Written exercise -> Carry on the passage below about freedom and emancipation, beginning directly after its final sentence.

The French Revolution’s promise of equality ended with anarchy and Bonaparte in France; the lofty experiment of equality in St. Domingo terminated not in freedom, but military despotism after a fearful destruction of human life. After all the horrors of their bloody revolution, the blacks in Haiti only effected a change of masters. “The white man had disappeared, and the black man , one of their own race and color, had assumed his pace and his authority.”
Bernhard Thuersam, www.Circa1865.com
French Experiment with Equality
“[We shall quote] from the language of Dr. [W.E.] Channing, the scholar-like and the eloquent, though visionary, advocate of British [slave] emancipation. Even as early as 1842, in an address delivered on the anniversary of that event, he burst into the following strain of impassioned eulogy: “Emancipation works well, far better than could have been anticipated . . . Freedom, simple freedom, is in my estimation just, far prized above all price.”
In these high-sounding praises, which hold up personal freedom as “our proper good,” as “our end,” it is assumed that man was made for liberty, and not liberty for man. It is, indeed, one of the fundamental errors of the abolitionist to regard personal freedom as a great substantive good, or as in itself a blessing, and not merely as a relative good.

Dataset extract ->
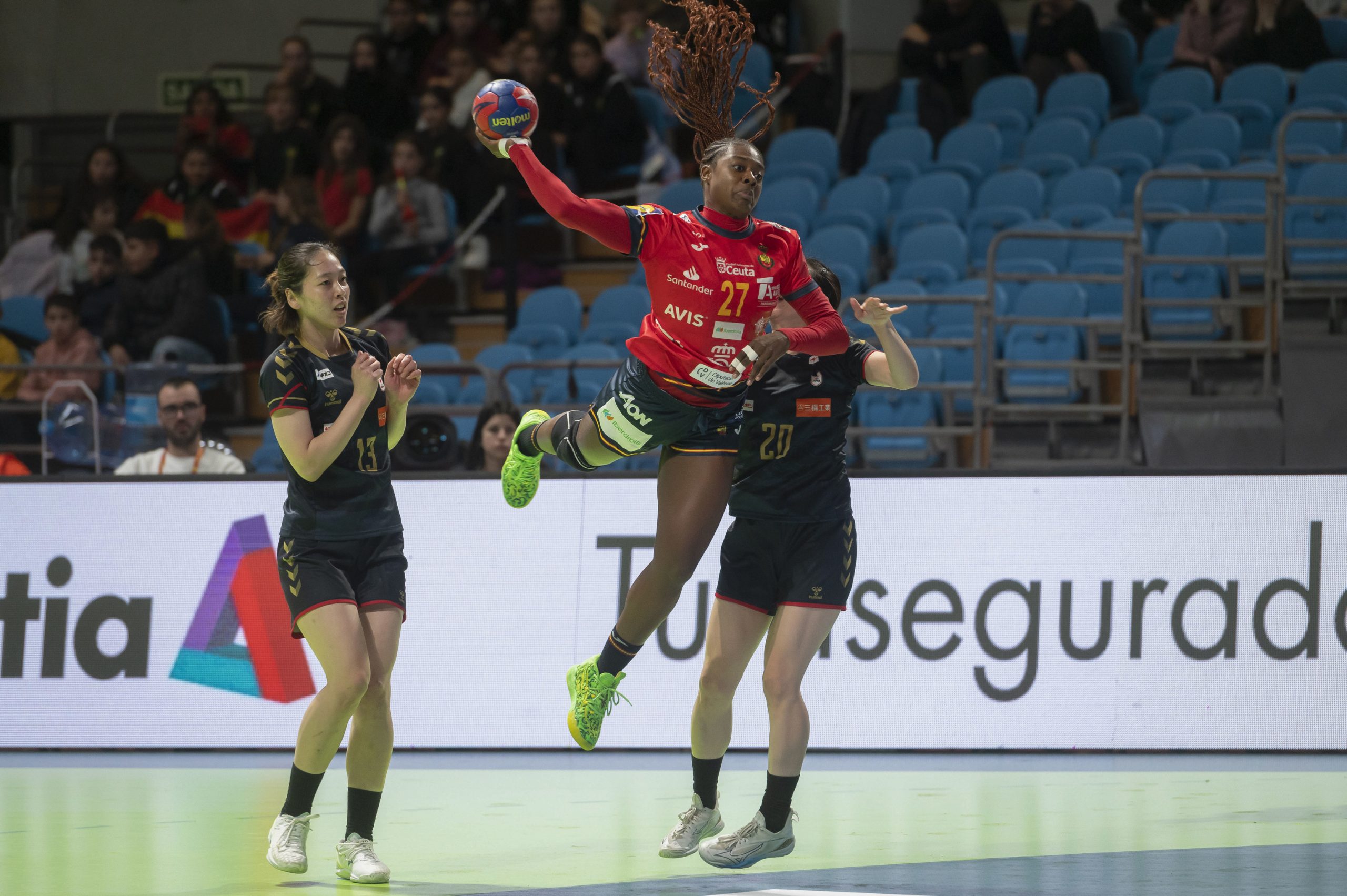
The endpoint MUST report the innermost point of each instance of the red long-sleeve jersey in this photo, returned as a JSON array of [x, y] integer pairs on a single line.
[[713, 284]]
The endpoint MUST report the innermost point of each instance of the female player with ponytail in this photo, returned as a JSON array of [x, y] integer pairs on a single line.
[[338, 406], [715, 274]]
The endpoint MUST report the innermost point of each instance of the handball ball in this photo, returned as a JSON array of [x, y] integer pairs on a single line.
[[506, 109]]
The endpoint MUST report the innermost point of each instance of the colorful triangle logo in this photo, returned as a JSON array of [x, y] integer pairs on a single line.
[[244, 592]]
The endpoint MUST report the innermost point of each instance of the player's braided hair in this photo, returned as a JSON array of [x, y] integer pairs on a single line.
[[698, 75]]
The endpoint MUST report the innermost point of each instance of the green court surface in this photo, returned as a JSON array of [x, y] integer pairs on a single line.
[[927, 827]]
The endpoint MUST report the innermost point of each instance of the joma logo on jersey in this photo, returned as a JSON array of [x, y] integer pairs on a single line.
[[735, 270], [632, 410], [685, 316]]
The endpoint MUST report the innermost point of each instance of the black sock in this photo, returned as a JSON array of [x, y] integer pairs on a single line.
[[776, 801], [361, 808], [616, 654], [299, 798], [527, 441], [706, 774]]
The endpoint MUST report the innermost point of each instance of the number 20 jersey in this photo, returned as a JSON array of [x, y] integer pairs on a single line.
[[711, 291]]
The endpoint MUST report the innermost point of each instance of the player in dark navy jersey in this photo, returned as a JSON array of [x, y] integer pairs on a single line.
[[338, 406], [787, 568]]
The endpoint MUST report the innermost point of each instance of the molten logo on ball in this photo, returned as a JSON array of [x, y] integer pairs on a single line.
[[506, 109]]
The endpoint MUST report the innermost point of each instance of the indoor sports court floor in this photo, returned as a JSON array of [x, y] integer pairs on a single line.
[[570, 823]]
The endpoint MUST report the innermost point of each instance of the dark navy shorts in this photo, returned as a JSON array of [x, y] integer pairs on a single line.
[[634, 417], [771, 563]]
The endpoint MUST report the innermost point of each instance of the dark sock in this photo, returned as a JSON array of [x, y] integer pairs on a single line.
[[527, 441], [361, 808], [616, 654], [776, 801], [706, 774], [299, 798]]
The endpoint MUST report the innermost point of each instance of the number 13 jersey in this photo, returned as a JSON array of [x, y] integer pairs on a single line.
[[711, 291]]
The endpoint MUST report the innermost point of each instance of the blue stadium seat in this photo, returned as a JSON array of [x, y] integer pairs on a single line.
[[1009, 104], [861, 201], [1180, 93], [932, 198], [1326, 179], [842, 244], [810, 153], [1006, 200], [496, 357], [682, 196], [23, 316], [441, 354], [899, 155], [1210, 140], [1055, 147], [1129, 147], [1326, 78], [1085, 196], [1256, 97], [972, 152], [1186, 280], [934, 256], [1082, 96]]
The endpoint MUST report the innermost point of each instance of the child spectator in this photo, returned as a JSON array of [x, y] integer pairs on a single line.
[[68, 343], [164, 311], [408, 217], [208, 120], [602, 126], [344, 179], [285, 148], [1063, 38], [406, 46], [374, 96], [197, 179], [100, 293], [320, 99], [496, 425]]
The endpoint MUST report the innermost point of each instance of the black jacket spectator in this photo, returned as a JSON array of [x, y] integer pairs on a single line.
[[1285, 34]]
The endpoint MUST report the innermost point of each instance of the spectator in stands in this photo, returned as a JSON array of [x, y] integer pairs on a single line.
[[182, 414], [164, 311], [375, 96], [99, 294], [496, 425], [958, 45], [66, 343], [97, 219], [206, 120], [1206, 33], [285, 148], [320, 99], [105, 169], [601, 128], [344, 179], [1284, 33], [407, 45], [407, 219], [208, 246], [1063, 38], [196, 179], [464, 77], [629, 47]]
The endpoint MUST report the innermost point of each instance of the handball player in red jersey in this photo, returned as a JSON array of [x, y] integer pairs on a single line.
[[715, 274]]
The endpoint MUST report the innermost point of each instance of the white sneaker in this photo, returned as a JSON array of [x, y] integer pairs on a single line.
[[356, 861], [286, 842], [693, 827], [749, 845]]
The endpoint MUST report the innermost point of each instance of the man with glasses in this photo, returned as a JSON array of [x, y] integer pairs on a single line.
[[181, 414]]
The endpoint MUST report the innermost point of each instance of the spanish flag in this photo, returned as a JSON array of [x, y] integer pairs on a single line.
[[248, 224]]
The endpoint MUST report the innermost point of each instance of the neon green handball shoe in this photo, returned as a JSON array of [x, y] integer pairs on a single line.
[[593, 697], [520, 474]]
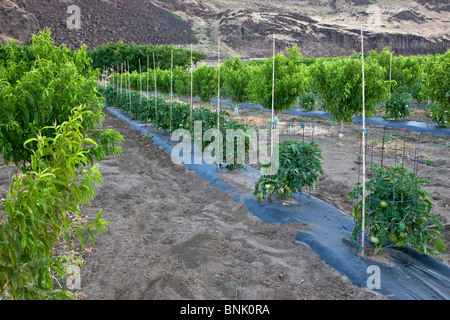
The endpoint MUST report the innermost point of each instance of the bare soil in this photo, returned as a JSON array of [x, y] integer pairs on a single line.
[[173, 236]]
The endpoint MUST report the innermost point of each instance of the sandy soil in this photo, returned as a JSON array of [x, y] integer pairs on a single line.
[[341, 164], [172, 236]]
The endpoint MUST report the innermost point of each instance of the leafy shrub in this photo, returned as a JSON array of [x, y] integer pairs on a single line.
[[37, 207], [39, 86], [398, 211], [396, 106], [299, 167], [307, 101], [440, 115]]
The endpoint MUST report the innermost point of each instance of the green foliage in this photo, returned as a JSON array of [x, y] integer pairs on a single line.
[[299, 167], [236, 76], [51, 123], [113, 55], [339, 83], [38, 205], [307, 101], [437, 87], [144, 109], [206, 83], [398, 211], [39, 86], [396, 107], [406, 72], [289, 81]]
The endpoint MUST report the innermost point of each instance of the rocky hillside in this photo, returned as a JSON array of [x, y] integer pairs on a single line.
[[246, 28]]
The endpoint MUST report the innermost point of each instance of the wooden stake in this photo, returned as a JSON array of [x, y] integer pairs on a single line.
[[140, 80], [129, 86], [272, 125], [363, 145], [192, 106], [219, 156], [390, 76], [171, 89], [156, 97], [121, 78]]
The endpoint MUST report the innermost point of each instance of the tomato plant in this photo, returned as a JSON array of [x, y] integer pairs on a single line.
[[299, 167], [398, 211], [396, 107], [436, 87]]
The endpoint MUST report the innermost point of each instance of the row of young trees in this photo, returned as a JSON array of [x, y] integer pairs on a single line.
[[337, 83], [114, 54], [51, 129]]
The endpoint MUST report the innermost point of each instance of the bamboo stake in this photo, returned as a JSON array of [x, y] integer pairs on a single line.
[[218, 101], [121, 78], [390, 76], [171, 89], [156, 97], [140, 80], [117, 88], [192, 106], [363, 144], [272, 124], [129, 87]]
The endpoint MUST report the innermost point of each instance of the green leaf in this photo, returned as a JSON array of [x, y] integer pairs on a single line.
[[81, 237]]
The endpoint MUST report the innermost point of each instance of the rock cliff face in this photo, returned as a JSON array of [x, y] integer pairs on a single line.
[[246, 28], [254, 31], [15, 21]]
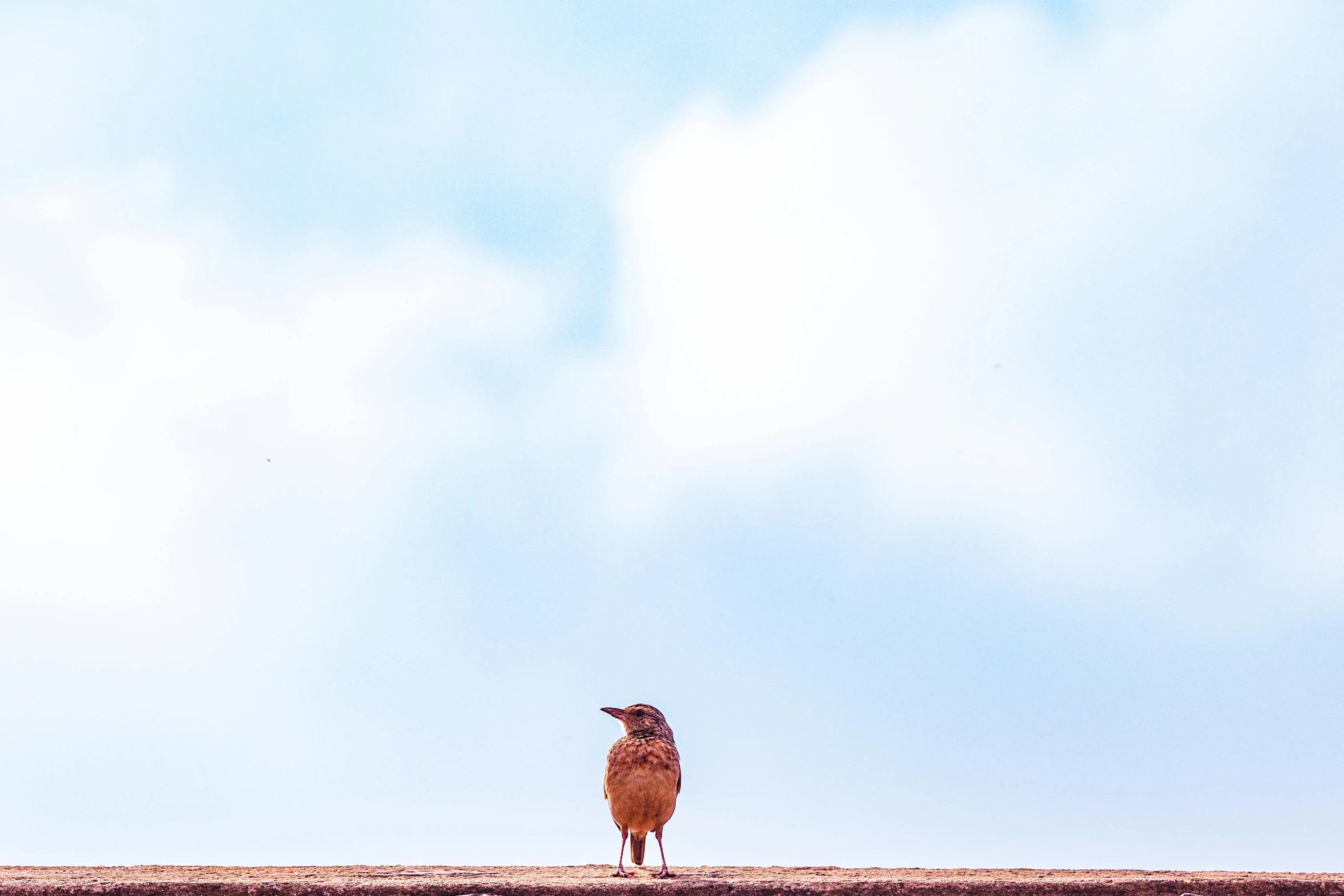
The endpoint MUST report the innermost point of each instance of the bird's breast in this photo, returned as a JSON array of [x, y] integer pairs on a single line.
[[642, 781]]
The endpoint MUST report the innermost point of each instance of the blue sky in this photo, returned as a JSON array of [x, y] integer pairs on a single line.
[[935, 409]]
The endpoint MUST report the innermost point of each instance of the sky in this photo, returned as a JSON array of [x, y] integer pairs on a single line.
[[935, 409]]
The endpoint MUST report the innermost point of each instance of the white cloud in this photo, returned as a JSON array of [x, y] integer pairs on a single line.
[[896, 260], [124, 333]]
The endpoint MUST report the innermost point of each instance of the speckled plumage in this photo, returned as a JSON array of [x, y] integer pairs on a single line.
[[643, 781]]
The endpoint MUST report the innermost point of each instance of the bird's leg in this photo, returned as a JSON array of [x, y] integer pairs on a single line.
[[620, 862], [662, 855]]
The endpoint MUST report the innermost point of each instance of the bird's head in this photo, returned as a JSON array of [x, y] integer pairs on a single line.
[[642, 720]]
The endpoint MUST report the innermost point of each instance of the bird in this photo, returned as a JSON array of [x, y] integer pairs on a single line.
[[643, 781]]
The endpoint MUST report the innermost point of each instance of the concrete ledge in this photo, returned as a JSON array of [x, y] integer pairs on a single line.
[[596, 880]]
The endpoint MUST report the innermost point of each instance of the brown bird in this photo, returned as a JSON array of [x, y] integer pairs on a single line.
[[643, 781]]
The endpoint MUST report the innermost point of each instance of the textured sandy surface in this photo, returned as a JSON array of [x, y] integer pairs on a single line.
[[580, 880]]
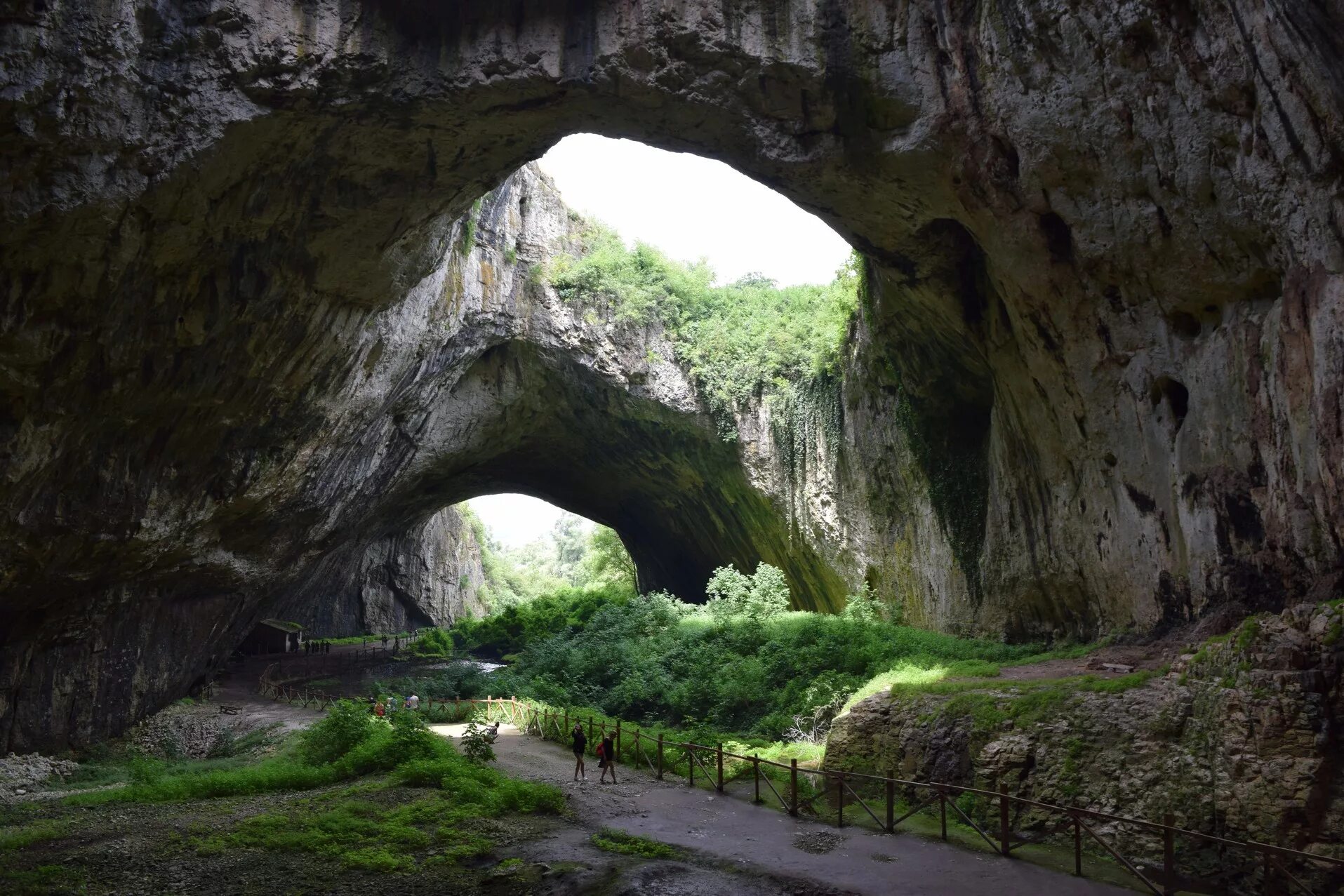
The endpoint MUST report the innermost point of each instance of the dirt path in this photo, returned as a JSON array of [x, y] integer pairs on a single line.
[[743, 834]]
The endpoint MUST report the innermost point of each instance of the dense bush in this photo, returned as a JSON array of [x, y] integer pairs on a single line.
[[517, 627], [740, 664], [737, 339]]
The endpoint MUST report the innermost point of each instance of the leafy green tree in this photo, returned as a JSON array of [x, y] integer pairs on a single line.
[[740, 340], [606, 559], [757, 597]]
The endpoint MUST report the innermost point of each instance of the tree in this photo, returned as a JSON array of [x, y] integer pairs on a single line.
[[570, 543], [608, 561], [757, 597]]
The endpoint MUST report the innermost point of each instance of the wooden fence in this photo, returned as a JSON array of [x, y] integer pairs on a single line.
[[300, 667], [870, 797]]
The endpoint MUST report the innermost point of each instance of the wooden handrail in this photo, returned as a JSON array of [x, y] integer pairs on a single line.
[[938, 790]]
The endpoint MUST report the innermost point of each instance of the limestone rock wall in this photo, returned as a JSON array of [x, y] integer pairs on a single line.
[[1241, 738], [1094, 383], [429, 575]]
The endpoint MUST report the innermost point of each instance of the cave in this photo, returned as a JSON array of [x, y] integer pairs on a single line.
[[255, 324]]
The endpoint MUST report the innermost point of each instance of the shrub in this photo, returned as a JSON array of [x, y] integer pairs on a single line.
[[476, 746], [346, 726]]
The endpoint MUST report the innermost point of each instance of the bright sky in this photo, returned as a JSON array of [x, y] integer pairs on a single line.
[[688, 207], [515, 519], [693, 207]]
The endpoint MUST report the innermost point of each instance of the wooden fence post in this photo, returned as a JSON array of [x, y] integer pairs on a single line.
[[1078, 847], [891, 801], [1169, 856], [840, 801], [1004, 845]]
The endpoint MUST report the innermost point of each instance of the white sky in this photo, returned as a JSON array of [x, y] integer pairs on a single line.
[[515, 519], [693, 207]]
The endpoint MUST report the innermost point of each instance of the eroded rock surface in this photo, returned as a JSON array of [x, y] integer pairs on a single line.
[[429, 575], [1241, 738], [1096, 380]]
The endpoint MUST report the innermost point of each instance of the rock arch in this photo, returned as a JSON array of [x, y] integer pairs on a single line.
[[222, 218]]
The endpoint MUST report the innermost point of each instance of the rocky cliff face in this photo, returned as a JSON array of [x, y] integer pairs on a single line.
[[429, 575], [1241, 738], [1094, 383]]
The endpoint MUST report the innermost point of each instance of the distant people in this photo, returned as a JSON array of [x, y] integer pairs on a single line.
[[606, 758], [580, 746]]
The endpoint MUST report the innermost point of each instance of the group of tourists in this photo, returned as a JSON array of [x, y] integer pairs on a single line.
[[383, 708], [605, 753]]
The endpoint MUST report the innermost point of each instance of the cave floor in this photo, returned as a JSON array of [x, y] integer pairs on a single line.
[[728, 829], [731, 847]]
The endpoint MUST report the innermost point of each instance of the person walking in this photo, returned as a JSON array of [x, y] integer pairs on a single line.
[[606, 758], [580, 746]]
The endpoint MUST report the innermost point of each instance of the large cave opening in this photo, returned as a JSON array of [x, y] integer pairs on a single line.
[[612, 379], [237, 352]]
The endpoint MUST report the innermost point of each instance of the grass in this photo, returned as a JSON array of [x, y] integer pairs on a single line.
[[1023, 703], [44, 880], [618, 841], [364, 833], [38, 832]]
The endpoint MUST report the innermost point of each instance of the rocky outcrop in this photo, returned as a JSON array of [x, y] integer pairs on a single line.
[[1094, 382], [480, 380], [1241, 738], [430, 575]]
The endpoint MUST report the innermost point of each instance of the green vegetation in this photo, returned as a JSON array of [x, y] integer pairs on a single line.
[[570, 556], [741, 664], [367, 827], [519, 625], [618, 841], [470, 226], [395, 836], [44, 880], [741, 340], [476, 746], [36, 832], [347, 743]]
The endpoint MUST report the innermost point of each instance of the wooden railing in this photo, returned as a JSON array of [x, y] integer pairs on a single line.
[[299, 667], [841, 789]]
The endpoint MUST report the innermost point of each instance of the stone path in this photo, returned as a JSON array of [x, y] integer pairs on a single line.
[[738, 832]]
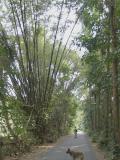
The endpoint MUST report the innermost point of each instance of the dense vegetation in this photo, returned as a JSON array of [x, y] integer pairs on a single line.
[[42, 80], [101, 39], [38, 74]]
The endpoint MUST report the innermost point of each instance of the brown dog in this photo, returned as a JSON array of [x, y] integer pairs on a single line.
[[75, 154]]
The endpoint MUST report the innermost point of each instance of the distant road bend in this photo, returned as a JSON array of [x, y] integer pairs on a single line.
[[81, 143]]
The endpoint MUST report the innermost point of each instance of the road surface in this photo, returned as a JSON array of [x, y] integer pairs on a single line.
[[81, 143]]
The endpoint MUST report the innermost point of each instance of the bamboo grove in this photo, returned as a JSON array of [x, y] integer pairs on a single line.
[[37, 73]]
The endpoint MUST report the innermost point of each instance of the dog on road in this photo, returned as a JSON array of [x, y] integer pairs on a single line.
[[76, 155]]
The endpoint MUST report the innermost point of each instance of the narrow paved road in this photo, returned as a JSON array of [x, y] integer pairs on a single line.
[[59, 151]]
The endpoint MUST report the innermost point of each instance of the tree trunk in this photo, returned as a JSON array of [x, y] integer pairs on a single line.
[[115, 98]]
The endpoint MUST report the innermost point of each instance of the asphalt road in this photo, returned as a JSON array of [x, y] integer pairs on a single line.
[[81, 143]]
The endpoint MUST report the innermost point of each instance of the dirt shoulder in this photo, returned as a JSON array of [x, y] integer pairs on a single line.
[[36, 151], [100, 155]]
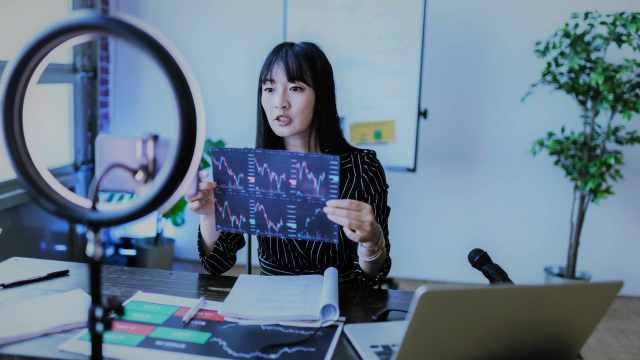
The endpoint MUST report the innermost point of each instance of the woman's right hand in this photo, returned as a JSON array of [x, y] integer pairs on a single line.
[[203, 202]]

The result ->
It may be, and indeed often it is, an unspeakable benefit, but then it is so only as a means to an end. The end of our existence, the proper good, is the improvement of our intellectual and moral powers, the perfection of our rational and immortal natures.
When freedom subserves this end, it is a good; when it defeats this end, it is an evil. Hence there may be a world of evil as well as a world of good in “this one word.”
The wise man adapts the means to the end. It were the very height of folly to sacrifice the end to the means. No man gives personal freedom to his child because he deems it always and in all cases a good. His heart teaches him a better doctrine when the highest good of his child is concerned. Should we not be permitted then, to have something of the same feeling in regard to those who Providence has placed under our care, especially since . . . they stand in utmost need of guidance and direction?
Few of the abolitionists are disposed to offer any substitute for our method. They are satisfied merely to pull down and destroy, without the least thought or care in regard to consequences.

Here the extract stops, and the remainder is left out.